Greater New Orleans
Largest market in Louisiana. Tourism, historic housing, and a coast that never stops rebuilding.
Market notes
New Orleans is the largest electrician market in Louisiana, and it runs on two things most metros don't. A tourism and hospitality economy keeps the French Quarter, the Central Business District, and the convention corridor under constant commercial electrical load. And one of the oldest housing stocks in the country, the historic homes through Uptown, the Garden District, the Marigny, and Mid-City, still carries knob-and-tube and undersized panels, which makes rewiring and service upgrades a steady residential category. Out in Jefferson Parish, Metairie and Kenner are dense suburban service markets, and Kenner sits right next to Louis Armstrong International with the logistics and hospitality work that comes with an airport.

◆ Image-grounded pointing data:
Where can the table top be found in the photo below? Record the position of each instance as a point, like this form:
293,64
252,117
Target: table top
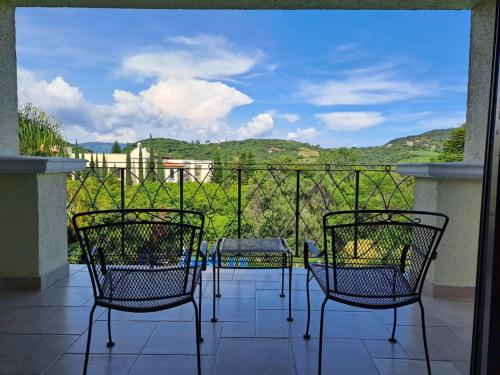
258,245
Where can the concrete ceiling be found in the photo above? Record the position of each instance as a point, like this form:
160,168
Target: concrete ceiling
254,4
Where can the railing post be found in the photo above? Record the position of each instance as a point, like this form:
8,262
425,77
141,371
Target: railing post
181,188
356,208
297,212
122,188
122,206
239,202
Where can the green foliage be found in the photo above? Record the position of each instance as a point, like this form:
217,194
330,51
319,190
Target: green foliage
104,166
217,171
268,199
39,134
453,147
77,153
128,172
116,149
141,165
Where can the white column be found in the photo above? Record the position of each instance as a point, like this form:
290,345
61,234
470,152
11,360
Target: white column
33,236
453,189
481,55
9,139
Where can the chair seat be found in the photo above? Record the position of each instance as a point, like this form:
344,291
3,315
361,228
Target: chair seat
139,288
365,286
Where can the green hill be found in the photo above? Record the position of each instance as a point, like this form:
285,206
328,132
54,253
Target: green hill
263,150
415,148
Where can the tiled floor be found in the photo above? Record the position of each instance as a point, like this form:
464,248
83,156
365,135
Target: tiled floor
45,332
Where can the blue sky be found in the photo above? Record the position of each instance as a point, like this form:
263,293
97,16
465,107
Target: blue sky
334,78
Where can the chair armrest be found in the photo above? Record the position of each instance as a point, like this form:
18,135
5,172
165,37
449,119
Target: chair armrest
203,252
309,247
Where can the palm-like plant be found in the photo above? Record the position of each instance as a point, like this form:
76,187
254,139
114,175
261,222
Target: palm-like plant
39,134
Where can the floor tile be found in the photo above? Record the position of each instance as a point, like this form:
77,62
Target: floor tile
225,274
230,309
413,367
384,349
99,364
179,338
81,278
340,356
31,354
65,296
354,325
182,313
273,323
238,329
271,300
410,316
254,356
233,289
129,337
58,320
258,275
11,317
172,364
444,345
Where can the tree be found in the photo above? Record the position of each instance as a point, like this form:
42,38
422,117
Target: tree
104,166
128,168
39,134
116,149
250,158
141,165
453,147
161,169
217,172
151,160
77,154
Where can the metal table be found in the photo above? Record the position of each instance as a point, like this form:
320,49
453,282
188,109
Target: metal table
252,253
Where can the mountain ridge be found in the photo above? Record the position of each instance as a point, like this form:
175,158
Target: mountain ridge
414,148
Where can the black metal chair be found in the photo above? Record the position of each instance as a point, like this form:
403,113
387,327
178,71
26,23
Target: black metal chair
143,260
375,259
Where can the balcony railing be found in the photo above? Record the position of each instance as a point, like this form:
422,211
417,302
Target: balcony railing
282,200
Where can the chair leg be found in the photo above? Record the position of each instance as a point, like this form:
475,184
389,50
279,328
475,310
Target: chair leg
290,319
307,335
214,319
422,315
89,338
394,322
197,327
218,278
110,342
282,295
200,295
320,356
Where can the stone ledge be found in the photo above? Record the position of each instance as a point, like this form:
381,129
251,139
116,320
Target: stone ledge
461,170
37,165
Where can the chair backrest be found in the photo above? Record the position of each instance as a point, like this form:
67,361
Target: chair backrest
380,253
160,246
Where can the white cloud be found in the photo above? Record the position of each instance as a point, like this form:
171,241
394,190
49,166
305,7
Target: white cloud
289,117
441,121
53,95
260,126
376,85
351,121
202,57
303,133
185,109
194,100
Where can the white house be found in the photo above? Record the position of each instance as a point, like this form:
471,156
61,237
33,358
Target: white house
193,170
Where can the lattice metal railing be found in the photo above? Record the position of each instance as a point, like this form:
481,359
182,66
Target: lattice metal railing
250,201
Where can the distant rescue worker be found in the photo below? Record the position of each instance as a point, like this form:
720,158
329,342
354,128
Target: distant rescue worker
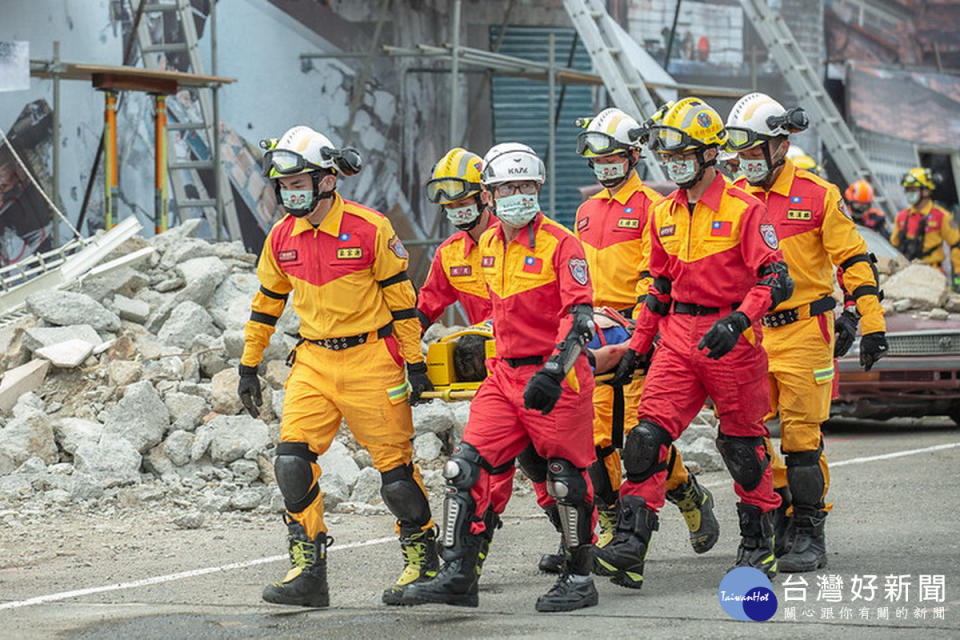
716,270
359,330
455,274
801,336
859,197
612,225
921,229
538,391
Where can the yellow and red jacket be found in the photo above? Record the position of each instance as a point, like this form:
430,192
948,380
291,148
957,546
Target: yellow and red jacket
616,242
710,256
348,277
455,275
937,226
816,234
533,281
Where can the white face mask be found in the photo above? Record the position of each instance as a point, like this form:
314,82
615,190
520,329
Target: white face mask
609,173
462,215
756,171
297,202
518,209
681,171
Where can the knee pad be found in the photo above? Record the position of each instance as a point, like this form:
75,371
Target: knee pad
403,496
740,455
641,451
805,478
565,483
295,475
533,465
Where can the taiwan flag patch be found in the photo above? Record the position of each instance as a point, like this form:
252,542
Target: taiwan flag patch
721,228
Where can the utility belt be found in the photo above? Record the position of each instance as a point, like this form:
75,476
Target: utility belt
691,309
339,344
789,316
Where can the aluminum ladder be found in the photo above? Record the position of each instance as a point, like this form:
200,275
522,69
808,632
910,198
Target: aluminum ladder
189,191
805,83
620,78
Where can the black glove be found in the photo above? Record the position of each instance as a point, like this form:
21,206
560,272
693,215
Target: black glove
845,329
873,346
629,363
724,334
249,390
542,392
418,380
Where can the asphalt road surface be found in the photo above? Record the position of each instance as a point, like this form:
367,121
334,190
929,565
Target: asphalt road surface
894,485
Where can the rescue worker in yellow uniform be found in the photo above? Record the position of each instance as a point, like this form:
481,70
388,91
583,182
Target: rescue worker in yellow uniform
921,229
815,234
359,334
612,225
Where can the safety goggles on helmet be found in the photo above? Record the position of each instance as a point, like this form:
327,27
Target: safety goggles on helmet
599,143
669,139
450,189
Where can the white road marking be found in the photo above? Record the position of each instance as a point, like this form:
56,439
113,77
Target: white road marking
64,595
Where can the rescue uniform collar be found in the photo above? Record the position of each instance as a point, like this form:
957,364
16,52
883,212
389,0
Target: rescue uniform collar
630,187
526,234
330,223
711,197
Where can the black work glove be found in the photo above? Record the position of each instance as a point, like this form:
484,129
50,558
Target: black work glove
542,392
873,346
845,329
629,363
249,390
418,380
724,334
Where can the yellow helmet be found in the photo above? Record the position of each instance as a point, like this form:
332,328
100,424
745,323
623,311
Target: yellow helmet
455,177
689,124
918,177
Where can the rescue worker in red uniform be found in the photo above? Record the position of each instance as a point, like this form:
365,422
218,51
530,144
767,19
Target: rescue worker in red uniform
612,225
859,197
359,330
455,274
716,270
799,333
921,229
538,391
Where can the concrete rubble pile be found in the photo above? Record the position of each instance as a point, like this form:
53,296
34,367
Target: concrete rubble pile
122,392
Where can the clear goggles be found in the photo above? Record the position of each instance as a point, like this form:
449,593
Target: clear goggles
740,139
441,190
599,143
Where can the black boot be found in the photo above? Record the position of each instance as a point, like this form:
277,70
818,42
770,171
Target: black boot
623,558
553,562
420,561
782,529
756,539
809,549
696,505
306,583
456,583
574,589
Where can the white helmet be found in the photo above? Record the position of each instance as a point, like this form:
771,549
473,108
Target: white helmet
756,118
303,150
608,133
510,161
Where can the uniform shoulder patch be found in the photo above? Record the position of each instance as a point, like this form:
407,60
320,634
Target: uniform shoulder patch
769,235
578,270
397,248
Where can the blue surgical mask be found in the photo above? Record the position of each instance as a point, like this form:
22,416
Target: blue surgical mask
681,171
296,201
518,209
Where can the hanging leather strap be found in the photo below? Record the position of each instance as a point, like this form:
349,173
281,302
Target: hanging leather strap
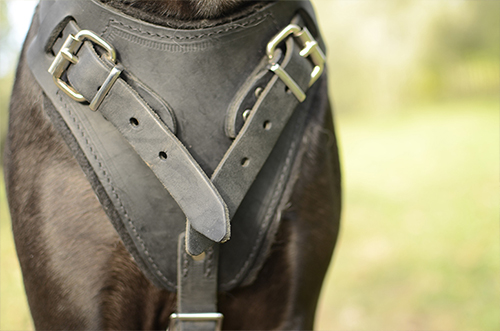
197,291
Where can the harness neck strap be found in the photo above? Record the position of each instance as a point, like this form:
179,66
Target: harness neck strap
98,77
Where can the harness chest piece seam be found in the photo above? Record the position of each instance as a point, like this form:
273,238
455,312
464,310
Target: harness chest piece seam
108,179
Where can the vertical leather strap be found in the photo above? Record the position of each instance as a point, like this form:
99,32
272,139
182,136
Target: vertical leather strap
197,290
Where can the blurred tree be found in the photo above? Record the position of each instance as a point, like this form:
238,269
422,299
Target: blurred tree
462,57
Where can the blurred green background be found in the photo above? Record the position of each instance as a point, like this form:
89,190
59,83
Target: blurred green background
416,90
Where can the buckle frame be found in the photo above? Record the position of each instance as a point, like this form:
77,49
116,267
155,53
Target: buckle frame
310,49
197,317
67,56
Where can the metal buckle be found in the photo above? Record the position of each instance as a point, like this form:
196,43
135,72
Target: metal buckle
198,317
310,49
66,56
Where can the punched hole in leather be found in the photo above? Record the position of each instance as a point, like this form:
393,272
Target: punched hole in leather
112,24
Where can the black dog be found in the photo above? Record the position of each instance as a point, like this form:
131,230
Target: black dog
78,273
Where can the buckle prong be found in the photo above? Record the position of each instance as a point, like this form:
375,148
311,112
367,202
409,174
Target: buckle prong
310,49
67,56
198,317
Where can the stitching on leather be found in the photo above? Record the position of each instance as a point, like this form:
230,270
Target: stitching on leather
270,210
108,179
209,263
231,26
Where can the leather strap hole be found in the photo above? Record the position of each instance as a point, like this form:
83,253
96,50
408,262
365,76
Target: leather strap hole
258,91
134,121
267,125
245,162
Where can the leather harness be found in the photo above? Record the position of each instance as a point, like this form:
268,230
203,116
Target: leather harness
187,136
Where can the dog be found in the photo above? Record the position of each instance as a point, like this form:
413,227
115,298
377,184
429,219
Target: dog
77,272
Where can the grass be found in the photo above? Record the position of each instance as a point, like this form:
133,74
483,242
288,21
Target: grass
419,248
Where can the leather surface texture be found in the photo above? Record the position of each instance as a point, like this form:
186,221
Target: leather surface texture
179,86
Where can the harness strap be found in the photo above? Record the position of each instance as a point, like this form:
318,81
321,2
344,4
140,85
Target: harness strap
256,139
197,290
82,70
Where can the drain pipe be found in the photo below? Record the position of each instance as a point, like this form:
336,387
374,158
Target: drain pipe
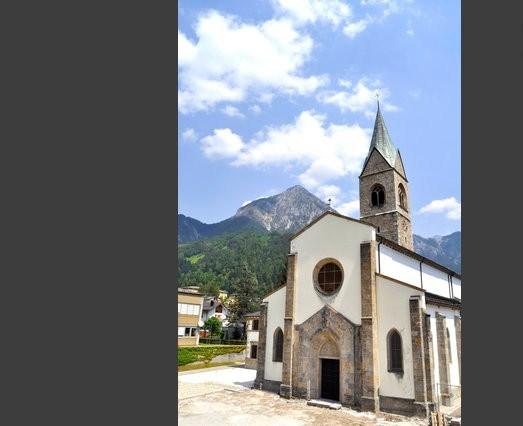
379,257
421,272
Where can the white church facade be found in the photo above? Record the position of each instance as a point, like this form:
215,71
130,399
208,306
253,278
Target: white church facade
362,318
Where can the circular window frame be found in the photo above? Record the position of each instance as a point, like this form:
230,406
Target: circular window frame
316,271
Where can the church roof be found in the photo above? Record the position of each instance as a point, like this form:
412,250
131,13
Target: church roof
381,141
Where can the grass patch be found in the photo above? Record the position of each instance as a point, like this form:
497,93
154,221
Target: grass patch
205,353
190,367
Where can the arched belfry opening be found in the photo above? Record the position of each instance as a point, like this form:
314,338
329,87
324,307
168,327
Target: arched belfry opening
377,197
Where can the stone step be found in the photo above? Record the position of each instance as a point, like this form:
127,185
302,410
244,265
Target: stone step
324,403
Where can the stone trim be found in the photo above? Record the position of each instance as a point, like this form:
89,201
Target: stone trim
316,271
389,361
457,325
262,342
288,332
444,373
369,328
417,322
327,334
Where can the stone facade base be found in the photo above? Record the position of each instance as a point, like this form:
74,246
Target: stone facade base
285,391
370,404
405,407
251,363
268,385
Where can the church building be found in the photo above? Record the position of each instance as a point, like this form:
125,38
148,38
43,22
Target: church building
363,319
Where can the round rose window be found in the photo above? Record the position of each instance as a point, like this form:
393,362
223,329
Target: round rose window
328,277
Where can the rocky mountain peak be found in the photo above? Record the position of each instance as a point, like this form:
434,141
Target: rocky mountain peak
284,212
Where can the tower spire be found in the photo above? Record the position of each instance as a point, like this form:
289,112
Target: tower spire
381,139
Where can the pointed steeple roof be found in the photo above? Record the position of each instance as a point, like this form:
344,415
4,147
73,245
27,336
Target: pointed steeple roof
381,140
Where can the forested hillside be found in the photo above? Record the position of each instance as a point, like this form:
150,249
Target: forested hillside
211,263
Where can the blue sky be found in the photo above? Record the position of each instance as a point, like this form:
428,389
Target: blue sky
274,93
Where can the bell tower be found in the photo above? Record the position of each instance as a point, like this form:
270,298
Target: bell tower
384,191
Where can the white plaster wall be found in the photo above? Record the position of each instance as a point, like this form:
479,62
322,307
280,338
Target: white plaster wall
394,312
275,315
435,281
456,287
340,239
397,265
449,322
252,336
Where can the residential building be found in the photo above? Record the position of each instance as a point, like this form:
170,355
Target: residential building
189,316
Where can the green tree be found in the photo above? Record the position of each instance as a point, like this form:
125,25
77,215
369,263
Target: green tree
244,298
213,325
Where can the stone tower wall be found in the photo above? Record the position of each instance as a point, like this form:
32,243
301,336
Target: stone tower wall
392,219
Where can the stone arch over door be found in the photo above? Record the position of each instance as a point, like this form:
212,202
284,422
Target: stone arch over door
327,334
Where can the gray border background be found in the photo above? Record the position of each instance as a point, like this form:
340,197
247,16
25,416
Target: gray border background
90,204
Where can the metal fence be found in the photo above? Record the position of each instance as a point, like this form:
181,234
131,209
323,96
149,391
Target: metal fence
212,341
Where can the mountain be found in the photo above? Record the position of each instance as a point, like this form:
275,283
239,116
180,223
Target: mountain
292,209
445,250
284,213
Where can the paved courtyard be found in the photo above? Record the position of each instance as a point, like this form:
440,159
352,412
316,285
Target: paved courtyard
224,393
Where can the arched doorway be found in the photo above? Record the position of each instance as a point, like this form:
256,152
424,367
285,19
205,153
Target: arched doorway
329,358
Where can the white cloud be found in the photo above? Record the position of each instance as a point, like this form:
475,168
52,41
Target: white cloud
388,7
449,206
324,151
361,98
230,60
415,94
312,11
232,111
351,208
324,192
352,29
189,135
345,83
255,109
222,144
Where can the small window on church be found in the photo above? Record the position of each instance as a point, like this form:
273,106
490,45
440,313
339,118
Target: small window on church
328,276
402,195
395,357
377,196
277,345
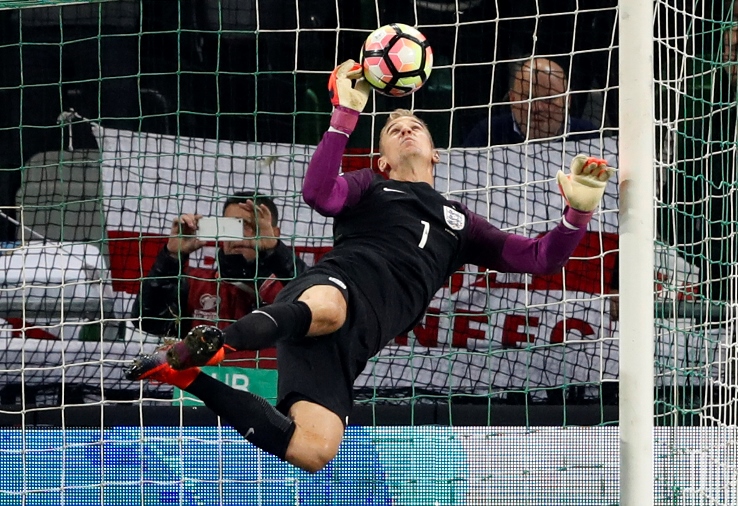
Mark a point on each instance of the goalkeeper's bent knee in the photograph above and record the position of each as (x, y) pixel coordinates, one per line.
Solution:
(262, 328)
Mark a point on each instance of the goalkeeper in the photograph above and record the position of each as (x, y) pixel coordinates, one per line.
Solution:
(396, 242)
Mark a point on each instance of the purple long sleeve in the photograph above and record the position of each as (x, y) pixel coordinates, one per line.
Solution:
(501, 251)
(324, 189)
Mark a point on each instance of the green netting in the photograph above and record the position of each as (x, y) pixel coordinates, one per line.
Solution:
(119, 116)
(20, 4)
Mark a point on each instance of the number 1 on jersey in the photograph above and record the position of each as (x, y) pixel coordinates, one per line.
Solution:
(424, 237)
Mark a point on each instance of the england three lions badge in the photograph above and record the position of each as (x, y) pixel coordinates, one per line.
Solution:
(454, 219)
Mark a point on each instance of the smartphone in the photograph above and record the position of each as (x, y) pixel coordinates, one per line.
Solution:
(220, 228)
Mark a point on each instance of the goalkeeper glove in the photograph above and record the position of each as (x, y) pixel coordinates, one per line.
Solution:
(347, 86)
(584, 186)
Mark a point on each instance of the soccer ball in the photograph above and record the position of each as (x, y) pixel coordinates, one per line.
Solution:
(396, 59)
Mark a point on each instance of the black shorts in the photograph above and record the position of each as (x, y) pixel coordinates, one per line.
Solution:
(322, 369)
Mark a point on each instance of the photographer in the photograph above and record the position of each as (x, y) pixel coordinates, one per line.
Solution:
(175, 297)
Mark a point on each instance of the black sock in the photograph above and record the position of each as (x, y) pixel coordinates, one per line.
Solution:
(252, 416)
(262, 328)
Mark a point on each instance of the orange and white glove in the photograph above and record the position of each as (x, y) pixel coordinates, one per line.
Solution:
(584, 186)
(349, 93)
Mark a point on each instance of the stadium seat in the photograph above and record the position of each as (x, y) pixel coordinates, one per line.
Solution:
(60, 197)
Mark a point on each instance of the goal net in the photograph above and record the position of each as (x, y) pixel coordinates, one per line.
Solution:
(122, 115)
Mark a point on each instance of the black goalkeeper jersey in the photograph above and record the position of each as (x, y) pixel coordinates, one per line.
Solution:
(405, 240)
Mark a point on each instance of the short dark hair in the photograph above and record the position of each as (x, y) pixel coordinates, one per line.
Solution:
(258, 198)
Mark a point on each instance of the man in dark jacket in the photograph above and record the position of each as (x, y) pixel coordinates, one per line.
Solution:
(175, 297)
(538, 109)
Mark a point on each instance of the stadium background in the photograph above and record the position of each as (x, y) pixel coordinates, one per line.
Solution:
(148, 82)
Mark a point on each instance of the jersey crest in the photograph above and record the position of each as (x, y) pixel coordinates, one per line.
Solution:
(454, 219)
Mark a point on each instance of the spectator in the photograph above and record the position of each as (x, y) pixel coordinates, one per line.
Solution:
(538, 109)
(250, 272)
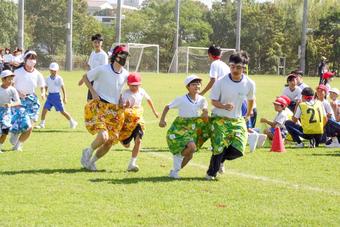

◆ INSTRUCTIONS TO FOLLOW:
Resume the New Orleans electrician-market text after its last sentence. The listing stands apart from the New Orleans market text and is not drawn from it.

◆ RESPONSE BELOW:
Hurricanes define demand across the whole southeast coast. After Katrina and then Ida in 2021, the North Shore (Slidell across Lake Pontchartrain) and the river parishes went through years of rebuild rewiring, and whole-home generator installs are now a year-round search category, not a seasonal one. Chalmette and St. Bernard Parish add a refining and industrial base below the city, and Houma anchors the offshore oil-and-gas and shipyard economy down the bayou. CPC on emergency-electrician queries in Orleans and Jefferson runs at the top of the Louisiana range, and the market is deep enough that Map Pack and organic work compound hard for a contractor who shows up correctly.